Part of a data file:

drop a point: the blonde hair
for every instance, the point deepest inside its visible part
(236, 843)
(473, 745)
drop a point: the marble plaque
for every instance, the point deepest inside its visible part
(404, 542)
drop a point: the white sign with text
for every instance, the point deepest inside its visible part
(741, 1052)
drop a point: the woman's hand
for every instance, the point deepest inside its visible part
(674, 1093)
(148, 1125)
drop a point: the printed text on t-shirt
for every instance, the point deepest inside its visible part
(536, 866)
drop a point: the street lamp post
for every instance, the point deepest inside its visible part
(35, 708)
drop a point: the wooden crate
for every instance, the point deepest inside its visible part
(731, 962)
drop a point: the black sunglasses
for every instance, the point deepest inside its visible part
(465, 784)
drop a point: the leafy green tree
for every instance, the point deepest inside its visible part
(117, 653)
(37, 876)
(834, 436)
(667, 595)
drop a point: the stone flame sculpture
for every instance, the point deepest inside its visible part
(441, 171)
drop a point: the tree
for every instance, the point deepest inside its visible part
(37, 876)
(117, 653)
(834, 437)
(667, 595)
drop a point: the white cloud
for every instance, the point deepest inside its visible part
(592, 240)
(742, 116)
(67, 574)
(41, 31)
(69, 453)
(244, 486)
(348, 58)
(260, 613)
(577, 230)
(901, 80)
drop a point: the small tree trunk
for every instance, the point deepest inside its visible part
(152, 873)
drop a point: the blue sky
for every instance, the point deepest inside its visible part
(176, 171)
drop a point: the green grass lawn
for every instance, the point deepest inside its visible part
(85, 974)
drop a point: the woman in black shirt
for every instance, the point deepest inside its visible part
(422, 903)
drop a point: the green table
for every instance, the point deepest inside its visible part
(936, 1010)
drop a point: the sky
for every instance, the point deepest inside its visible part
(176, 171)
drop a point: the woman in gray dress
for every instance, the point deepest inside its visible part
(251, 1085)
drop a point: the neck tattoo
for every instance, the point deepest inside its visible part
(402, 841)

> Stated problem: Rewrite the records above, replacing "drop a point" with "mark a point" everywhere and leaving everything else unchanged.

> Result of this task:
mark a point: the blonde hair
for every instance, the point deepest inside its visible part
(236, 843)
(473, 745)
mark a point: the marble plaque
for every instance, the point deepest inside its visible part
(404, 542)
mark a point: the white sign with text
for every instance, the point deepest inside its visible part
(741, 1052)
mark a point: the woman's hand
for every instance, the point deepest inside its visible part
(674, 1093)
(148, 1125)
mark a point: the printed text on t-shirt
for every instance, the point deepest inside its visible part
(536, 866)
mark a point: the street lamp post
for every instance, the point deepest inside its visible part
(35, 708)
mark a point: the wooden crate
for every instance, the point deepest inside its visible part
(731, 962)
mark a point: the black sunglasses
for every instance, the point deepest inside its visible part
(465, 784)
mark a point: the leafy green tree
for every instance, the point deepest inside its visible part
(117, 653)
(37, 876)
(834, 436)
(667, 595)
mark a point: the stone flame sculpture
for every instance, the point deepest inside its visible part
(441, 171)
mark a point: the tree
for every instance, the point deepest inside its visible part
(37, 876)
(117, 653)
(834, 437)
(667, 595)
mark a point: the white cloud
for every instance, the point deepest inside its visible part
(592, 240)
(742, 116)
(67, 574)
(41, 31)
(69, 453)
(244, 486)
(348, 58)
(260, 613)
(577, 230)
(901, 80)
mark a point: the small tree trunk
for every instance, the point deepest inside its visible part
(152, 873)
mark a point: the blue sky
for every instance, the point deepest inside its visible part
(176, 171)
mark a point: the green grass lawn
for every instance, the point deepest inside its visible part
(85, 974)
mark a point: the woman in black shirt
for every instance, the point deepest inside its visible part
(422, 903)
mark a point: the green table
for every instance, the point deepest inside its visible part
(936, 1010)
mark a point: the sky
for every instance, the point deepest inside its visible part
(176, 171)
mark a point: the woman in gray dress
for every instance, the point deepest inside its visible part
(251, 1085)
mark a point: the neck tattoo
for every instance, the point deepest inside its visible part
(402, 841)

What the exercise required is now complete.